やること:
A. ユーザーとグループについての文章によると、一人のユーザーに設定できるプライマリグループはいくつか。
B. ユーザーとグループについての文章のうち、「- 一般的に、ユーザー専用のグループ(プライベートグループ)が割り当てられます。」から「のユーザーだけが所属します。」までの部分をそのまま書き写すこと。

原文の抜粋:
################
概要
UNIX や Linux システムでは、ユーザーとグループはシステム上でのアクセス制御と権限管理の基本的な要素です。本記事では、ユーザーとグループに関する基本的な概念とコマンドについて解説します。
ユーザー
ユーザーはシステムにログインして操作を行う個人やプロセスを指します。各ユーザーには一意のユーザー ID (UID) が割り当てられます。
グループ
グループはユーザーをまとめて管理するための単位です。各グループには一意のグループ ID (GID) が割り当てられます。ユーザーは複数のグループに所属することができます。 UNIX や Linux システムでは、ユーザーはプライマリグループとセカンダリグループに所属することができます。
プライマリグループ
プライマリグループは、ユーザーに必ず割り当てられる基本のグループで、ユーザーのデフォルトの所属グループです。 ユーザーがファイルを新規作成する際、そのファイルの所有グループとして自動的に割り当てられます。
プライマリグループの確認方法:
id -gn <username>
- プライマリグループは常に 1 つのみ設定できます。
- 一般的に、ユーザー専用のグループ(プライベートグループ)が割り当てられます。
セカンダリグループ
セカンダリグループは、ユーザーが追加で所属するグループです。セカンダリグループは、ユーザーに特定のリソースへの追加アクセス権限を付与するために使用されます。
セカンダリグループの確認方法:
id -Gn <username>
- ユーザーは複数のセカンダリグループに所属することができます。
プライベートグループ
各ユーザー専用に自動的に作成されるグループです。ユーザー名と同じ名前を持つグループで、通常そのユーザーだけが所属します。
- 他のユーザーとグループを共有する必要がない場合に、ユーザーのプライマリグループとして使用されます。
ユーザーの管理
以下の表に、各コマンドの概要と使用例を整理しました。
################
記録の抜粋:
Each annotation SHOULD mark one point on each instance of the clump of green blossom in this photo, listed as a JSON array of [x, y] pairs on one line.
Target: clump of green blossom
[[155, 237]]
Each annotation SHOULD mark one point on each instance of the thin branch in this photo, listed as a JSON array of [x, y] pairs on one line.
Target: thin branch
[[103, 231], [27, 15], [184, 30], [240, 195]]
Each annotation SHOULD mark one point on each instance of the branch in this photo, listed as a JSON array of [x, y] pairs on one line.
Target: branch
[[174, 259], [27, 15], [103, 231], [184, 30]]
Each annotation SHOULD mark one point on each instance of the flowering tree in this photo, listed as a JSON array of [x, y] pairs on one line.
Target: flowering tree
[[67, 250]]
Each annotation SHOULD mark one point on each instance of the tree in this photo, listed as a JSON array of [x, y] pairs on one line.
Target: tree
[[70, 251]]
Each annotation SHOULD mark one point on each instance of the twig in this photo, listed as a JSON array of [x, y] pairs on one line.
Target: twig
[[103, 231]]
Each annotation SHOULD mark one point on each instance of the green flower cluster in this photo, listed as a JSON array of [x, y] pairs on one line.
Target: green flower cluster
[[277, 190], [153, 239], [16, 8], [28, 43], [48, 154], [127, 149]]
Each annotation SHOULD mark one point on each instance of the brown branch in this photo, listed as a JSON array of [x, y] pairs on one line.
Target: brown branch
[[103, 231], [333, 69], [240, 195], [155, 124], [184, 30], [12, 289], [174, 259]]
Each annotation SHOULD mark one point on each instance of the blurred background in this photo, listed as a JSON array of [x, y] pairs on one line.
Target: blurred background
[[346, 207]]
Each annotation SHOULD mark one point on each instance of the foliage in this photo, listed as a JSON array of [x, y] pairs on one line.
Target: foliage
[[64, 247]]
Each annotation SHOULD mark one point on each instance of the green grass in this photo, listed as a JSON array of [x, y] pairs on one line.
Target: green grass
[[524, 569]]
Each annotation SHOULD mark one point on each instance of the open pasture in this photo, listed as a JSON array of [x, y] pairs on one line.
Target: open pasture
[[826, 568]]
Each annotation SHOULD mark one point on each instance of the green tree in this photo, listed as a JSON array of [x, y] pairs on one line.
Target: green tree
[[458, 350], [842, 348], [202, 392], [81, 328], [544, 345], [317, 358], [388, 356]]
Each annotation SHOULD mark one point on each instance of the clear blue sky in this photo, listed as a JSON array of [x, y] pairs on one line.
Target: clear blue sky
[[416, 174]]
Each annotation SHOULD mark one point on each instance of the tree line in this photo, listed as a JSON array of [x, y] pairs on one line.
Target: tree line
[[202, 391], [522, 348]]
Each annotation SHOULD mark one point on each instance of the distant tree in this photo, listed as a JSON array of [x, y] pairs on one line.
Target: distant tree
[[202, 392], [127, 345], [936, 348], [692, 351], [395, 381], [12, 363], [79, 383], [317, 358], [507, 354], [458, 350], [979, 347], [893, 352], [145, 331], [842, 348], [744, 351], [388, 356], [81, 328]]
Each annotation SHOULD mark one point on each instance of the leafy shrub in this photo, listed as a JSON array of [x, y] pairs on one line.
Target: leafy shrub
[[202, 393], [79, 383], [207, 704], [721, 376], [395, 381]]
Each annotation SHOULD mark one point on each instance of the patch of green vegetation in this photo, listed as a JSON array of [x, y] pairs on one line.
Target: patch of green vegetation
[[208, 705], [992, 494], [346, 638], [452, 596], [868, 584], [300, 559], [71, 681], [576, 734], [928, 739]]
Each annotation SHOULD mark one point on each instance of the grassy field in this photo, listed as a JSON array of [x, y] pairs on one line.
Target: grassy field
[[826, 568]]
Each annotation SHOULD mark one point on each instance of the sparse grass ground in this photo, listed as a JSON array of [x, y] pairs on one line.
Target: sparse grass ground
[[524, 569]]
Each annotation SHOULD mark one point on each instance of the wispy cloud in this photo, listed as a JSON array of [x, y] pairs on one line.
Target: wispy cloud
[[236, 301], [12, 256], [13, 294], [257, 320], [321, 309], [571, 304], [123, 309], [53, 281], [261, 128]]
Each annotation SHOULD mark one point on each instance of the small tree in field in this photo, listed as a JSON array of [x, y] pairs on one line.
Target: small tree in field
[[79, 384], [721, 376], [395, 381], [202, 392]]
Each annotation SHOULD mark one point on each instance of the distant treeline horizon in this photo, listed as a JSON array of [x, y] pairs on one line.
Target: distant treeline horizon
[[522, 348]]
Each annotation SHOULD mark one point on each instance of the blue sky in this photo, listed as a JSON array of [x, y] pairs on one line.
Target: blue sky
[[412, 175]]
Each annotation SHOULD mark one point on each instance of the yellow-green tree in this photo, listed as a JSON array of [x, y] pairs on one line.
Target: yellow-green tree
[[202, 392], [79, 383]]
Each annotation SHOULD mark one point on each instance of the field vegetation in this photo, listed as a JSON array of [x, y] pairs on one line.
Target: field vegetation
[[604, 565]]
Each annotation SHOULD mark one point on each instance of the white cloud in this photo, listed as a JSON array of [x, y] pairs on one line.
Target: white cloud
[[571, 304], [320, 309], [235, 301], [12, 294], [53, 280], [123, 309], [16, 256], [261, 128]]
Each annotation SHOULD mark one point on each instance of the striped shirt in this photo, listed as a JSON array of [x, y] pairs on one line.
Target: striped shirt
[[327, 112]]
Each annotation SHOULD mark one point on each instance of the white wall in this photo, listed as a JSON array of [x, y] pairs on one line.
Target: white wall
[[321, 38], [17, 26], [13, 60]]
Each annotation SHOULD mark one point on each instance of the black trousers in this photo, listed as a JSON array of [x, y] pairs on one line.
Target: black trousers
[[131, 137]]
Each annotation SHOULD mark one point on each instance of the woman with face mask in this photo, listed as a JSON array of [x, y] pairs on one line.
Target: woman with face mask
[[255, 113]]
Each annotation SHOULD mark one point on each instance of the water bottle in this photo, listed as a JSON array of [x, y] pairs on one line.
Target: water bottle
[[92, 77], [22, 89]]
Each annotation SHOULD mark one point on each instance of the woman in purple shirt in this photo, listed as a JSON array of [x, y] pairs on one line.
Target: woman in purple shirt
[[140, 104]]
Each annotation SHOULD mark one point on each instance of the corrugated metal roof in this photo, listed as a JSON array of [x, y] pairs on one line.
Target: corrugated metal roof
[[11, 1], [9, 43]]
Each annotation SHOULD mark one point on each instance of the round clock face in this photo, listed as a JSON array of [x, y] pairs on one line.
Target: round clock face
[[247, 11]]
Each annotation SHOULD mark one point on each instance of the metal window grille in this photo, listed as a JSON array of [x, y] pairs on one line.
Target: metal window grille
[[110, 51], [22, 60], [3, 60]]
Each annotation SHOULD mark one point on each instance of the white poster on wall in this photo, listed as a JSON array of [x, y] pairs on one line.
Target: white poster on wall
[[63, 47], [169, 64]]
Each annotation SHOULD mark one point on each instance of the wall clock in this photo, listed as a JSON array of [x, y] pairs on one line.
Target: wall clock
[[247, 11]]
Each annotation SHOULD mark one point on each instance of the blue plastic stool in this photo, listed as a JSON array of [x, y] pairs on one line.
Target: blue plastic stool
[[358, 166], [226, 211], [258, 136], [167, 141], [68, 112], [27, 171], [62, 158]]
################
課題ごとの解答:
A. 常に 1 つのみ。

B.
- 一般的に、ユーザー専用のグループ(プライベートグループ)が割り当てられます。
セカンダリグループ
セカンダリグループは、ユーザーが追加で所属するグループです。セカンダリグループは、ユーザーに特定のリソースへの追加アクセス権限を付与するために使用されます。
セカンダリグループの確認方法:
id -Gn <username>
- ユーザーは複数のセカンダリグループに所属することができます。
プライベートグループ
各ユーザー専用に自動的に作成されるグループです。ユーザー名と同じ名前を持つグループで、通常そのユーザーだけが所属します。